Exercise directions
Reproduce all of the records below word for word, omitting the pictures.

Items from a data source

______

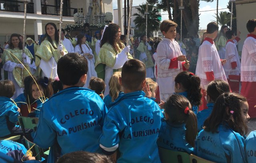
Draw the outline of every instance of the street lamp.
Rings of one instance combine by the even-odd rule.
[[[180,0],[180,6],[179,7],[179,9],[180,10],[180,42],[182,42],[182,10],[184,8],[183,6],[183,0]]]
[[[236,0],[229,0],[229,2],[231,2],[231,20],[230,21],[230,30],[232,30],[232,18],[233,17],[233,4],[236,2]]]

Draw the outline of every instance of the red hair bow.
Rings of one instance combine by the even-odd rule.
[[[187,114],[188,112],[188,111],[189,110],[189,108],[188,108],[188,107],[187,106],[185,108],[185,110],[184,110],[184,112],[185,113],[185,114]]]

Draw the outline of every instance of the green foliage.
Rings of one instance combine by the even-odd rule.
[[[146,4],[142,4],[139,7],[136,7],[138,13],[134,14],[133,15],[136,17],[134,20],[135,24],[135,28],[138,29],[139,32],[146,32]],[[160,20],[158,17],[160,16],[156,8],[152,5],[148,5],[148,33],[153,33],[154,31],[157,31],[159,29]]]
[[[221,11],[219,12],[219,15],[217,16],[217,14],[215,14],[216,16],[214,16],[218,20],[218,24],[221,26],[225,26],[227,24],[230,22],[231,19],[231,15],[229,12],[226,11]],[[235,19],[235,18],[233,18],[232,19]],[[214,21],[214,22],[216,22]]]

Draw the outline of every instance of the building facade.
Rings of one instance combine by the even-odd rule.
[[[74,10],[83,8],[85,13],[92,0],[64,0],[62,28],[68,24],[74,24]],[[54,23],[58,28],[60,0],[31,0],[27,5],[26,35],[37,41],[45,33],[45,25]],[[103,12],[113,14],[112,0],[102,0]],[[82,10],[82,9],[81,9]],[[23,35],[24,4],[19,0],[0,1],[0,44],[7,41],[13,33]]]

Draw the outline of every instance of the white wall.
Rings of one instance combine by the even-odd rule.
[[[244,42],[249,33],[246,29],[246,23],[249,19],[256,18],[256,0],[237,0],[236,3],[237,29],[241,31],[238,51],[242,51]]]

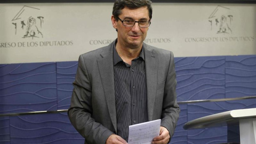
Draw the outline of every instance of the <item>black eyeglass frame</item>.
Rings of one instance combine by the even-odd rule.
[[[120,19],[119,17],[117,17],[117,18],[118,18],[120,21],[121,21],[122,23],[123,23],[123,26],[125,26],[125,27],[133,27],[133,26],[135,25],[135,23],[136,23],[136,22],[138,22],[138,23],[139,24],[139,27],[140,28],[147,28],[147,27],[149,27],[150,26],[150,24],[151,24],[151,21],[150,21],[150,20],[149,20],[149,21],[147,21],[147,22],[149,23],[149,25],[148,25],[148,26],[147,26],[147,27],[141,27],[141,26],[140,26],[140,21],[139,21],[132,20],[132,21],[134,21],[134,23],[133,24],[133,26],[125,26],[125,25],[124,25],[124,21],[125,20],[121,20],[121,19]]]

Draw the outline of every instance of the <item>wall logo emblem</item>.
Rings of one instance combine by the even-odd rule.
[[[25,5],[12,20],[15,35],[23,38],[43,38],[44,17],[40,9]]]
[[[232,34],[233,15],[229,8],[218,5],[209,18],[210,29],[217,34]]]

______

Worked answer
Draw the outline of every instance of the street lamp.
Rings of one instance combine by the even-odd rule.
[[[180,0],[180,6],[179,7],[179,9],[180,10],[180,42],[182,42],[182,10],[184,8],[183,6],[183,0]]]
[[[236,0],[229,0],[229,2],[231,2],[231,20],[230,21],[230,30],[232,30],[232,18],[233,17],[233,4],[236,2]]]

Draw the outline of every instance of the red hair bow.
Rings of one instance combine by the even-odd rule.
[[[187,114],[188,112],[188,111],[189,110],[189,108],[188,108],[188,107],[187,106],[185,108],[185,110],[184,110],[184,112],[185,113],[185,114]]]

Draw the outline of every instance of the green foliage.
Rings of one instance combine by the even-odd rule.
[[[146,4],[142,4],[139,7],[136,7],[138,13],[134,14],[133,15],[136,17],[134,20],[135,24],[135,28],[138,29],[139,32],[146,32]],[[160,20],[158,17],[160,16],[156,8],[152,5],[148,5],[148,33],[153,33],[154,31],[157,31],[159,29]]]
[[[221,11],[219,12],[219,15],[217,16],[217,14],[215,14],[216,16],[214,16],[218,20],[218,24],[221,26],[225,26],[227,24],[230,22],[231,19],[231,15],[229,12],[226,11]],[[235,19],[235,18],[233,18],[232,19]],[[214,21],[214,22],[216,22]]]

Draw the outline of every instance of the building facade.
Rings of one instance combine by the even-odd rule.
[[[74,10],[83,8],[85,13],[92,0],[64,0],[62,28],[68,24],[74,24]],[[54,23],[58,28],[60,0],[31,0],[27,5],[26,35],[37,41],[45,33],[45,25]],[[103,12],[113,14],[112,0],[102,0]],[[82,10],[82,9],[81,9]],[[23,35],[24,4],[19,0],[0,1],[0,44],[7,41],[13,33]]]

Draw the outline of every instance of the white wall.
Rings of one instance combine by the even-odd rule.
[[[244,42],[249,33],[246,29],[246,23],[249,19],[256,18],[256,0],[237,0],[236,3],[237,29],[241,31],[238,51],[242,51]]]

Draw the outline of every instance of the <item>black eyeglass frame</item>.
Rings of one instance combine by the even-odd rule.
[[[120,19],[119,17],[117,17],[117,18],[118,18],[120,21],[121,21],[122,23],[123,23],[123,26],[125,26],[125,27],[133,27],[133,26],[135,25],[135,23],[136,23],[136,22],[138,22],[138,23],[139,24],[139,27],[140,28],[147,28],[147,27],[149,27],[150,26],[150,24],[151,24],[151,21],[150,21],[150,20],[149,20],[149,21],[147,21],[147,22],[149,23],[149,25],[148,25],[148,26],[147,26],[147,27],[141,27],[141,26],[140,26],[140,21],[139,21],[132,20],[132,21],[134,21],[134,23],[133,24],[133,26],[125,26],[125,25],[124,25],[124,21],[125,20],[121,20],[121,19]]]

Draw the outline of every instance of the <item>wall logo emblem</item>.
Rings of one instance combine by the even-odd rule.
[[[25,5],[12,20],[15,35],[23,38],[43,38],[44,17],[40,9]]]
[[[232,34],[233,15],[229,8],[218,5],[209,18],[210,29],[217,34]]]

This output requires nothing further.